▶ **Stated problem**
Report how many lines in the entries below contain the string "outline", where case counts. Give only the number.

** Start of Recorded data **

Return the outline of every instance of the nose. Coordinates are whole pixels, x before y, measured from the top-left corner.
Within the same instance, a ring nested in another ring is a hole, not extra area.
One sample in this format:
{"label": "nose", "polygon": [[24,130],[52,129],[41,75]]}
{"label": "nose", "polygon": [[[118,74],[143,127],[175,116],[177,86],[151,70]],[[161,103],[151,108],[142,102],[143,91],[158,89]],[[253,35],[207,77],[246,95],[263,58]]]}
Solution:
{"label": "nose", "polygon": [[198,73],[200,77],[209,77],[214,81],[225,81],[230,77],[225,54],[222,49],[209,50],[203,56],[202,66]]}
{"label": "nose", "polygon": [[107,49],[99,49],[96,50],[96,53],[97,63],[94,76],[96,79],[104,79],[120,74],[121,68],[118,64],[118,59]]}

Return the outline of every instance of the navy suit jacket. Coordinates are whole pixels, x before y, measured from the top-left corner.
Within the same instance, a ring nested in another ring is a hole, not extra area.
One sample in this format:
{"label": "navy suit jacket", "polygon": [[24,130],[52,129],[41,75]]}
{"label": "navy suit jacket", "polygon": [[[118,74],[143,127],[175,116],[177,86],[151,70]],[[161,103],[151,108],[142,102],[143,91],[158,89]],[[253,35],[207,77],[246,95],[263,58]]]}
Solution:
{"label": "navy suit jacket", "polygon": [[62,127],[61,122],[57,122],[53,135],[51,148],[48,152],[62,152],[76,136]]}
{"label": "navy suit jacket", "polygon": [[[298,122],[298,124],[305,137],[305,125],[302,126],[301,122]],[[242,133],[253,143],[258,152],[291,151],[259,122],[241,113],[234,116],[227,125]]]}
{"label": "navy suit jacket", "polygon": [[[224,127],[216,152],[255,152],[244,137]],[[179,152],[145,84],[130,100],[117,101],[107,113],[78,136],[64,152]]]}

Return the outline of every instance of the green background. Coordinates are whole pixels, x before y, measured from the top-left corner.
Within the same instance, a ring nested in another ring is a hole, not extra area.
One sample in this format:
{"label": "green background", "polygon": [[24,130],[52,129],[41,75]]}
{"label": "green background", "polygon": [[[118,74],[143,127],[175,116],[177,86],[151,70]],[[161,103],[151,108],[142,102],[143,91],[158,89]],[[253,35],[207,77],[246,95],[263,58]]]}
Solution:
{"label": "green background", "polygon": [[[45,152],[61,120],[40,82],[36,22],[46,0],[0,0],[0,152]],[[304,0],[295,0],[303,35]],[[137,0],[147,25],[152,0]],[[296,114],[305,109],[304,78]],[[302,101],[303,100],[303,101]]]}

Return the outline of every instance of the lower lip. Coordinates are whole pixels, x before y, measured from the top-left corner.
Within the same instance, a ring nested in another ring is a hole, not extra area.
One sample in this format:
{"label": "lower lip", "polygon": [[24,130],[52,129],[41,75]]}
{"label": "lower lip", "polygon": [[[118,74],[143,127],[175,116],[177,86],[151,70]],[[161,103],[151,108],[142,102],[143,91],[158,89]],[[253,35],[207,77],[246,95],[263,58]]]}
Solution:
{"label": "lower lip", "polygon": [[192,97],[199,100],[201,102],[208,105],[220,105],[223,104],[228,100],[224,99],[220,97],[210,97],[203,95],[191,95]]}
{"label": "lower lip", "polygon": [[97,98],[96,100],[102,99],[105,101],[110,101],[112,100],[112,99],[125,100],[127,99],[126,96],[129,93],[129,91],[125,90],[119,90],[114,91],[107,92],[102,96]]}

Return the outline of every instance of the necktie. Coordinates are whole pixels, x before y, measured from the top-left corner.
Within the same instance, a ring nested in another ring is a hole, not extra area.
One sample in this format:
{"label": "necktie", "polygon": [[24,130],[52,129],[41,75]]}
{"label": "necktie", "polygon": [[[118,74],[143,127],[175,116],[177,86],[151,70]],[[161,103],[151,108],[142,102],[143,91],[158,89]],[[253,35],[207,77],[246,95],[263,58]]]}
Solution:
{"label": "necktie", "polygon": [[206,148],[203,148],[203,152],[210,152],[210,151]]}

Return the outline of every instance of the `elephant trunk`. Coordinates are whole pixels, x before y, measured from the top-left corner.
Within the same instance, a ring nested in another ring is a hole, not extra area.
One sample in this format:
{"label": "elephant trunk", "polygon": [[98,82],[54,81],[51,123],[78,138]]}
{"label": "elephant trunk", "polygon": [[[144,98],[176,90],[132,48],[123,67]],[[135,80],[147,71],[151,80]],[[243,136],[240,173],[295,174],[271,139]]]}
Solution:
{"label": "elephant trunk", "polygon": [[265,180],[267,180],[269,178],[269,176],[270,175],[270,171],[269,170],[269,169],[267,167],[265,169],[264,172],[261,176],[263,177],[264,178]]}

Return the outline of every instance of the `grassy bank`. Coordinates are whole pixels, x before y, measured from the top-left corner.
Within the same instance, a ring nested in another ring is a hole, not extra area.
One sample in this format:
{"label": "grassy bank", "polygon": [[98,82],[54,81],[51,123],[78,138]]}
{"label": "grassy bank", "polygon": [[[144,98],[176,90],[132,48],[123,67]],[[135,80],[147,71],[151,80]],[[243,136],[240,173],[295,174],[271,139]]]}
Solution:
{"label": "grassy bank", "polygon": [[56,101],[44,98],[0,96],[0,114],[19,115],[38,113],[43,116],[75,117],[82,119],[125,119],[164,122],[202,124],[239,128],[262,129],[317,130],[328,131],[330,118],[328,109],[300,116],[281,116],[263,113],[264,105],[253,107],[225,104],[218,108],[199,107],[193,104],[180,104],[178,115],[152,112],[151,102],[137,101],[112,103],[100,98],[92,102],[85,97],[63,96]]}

** End of Recorded data **

▶ **Expected answer**
7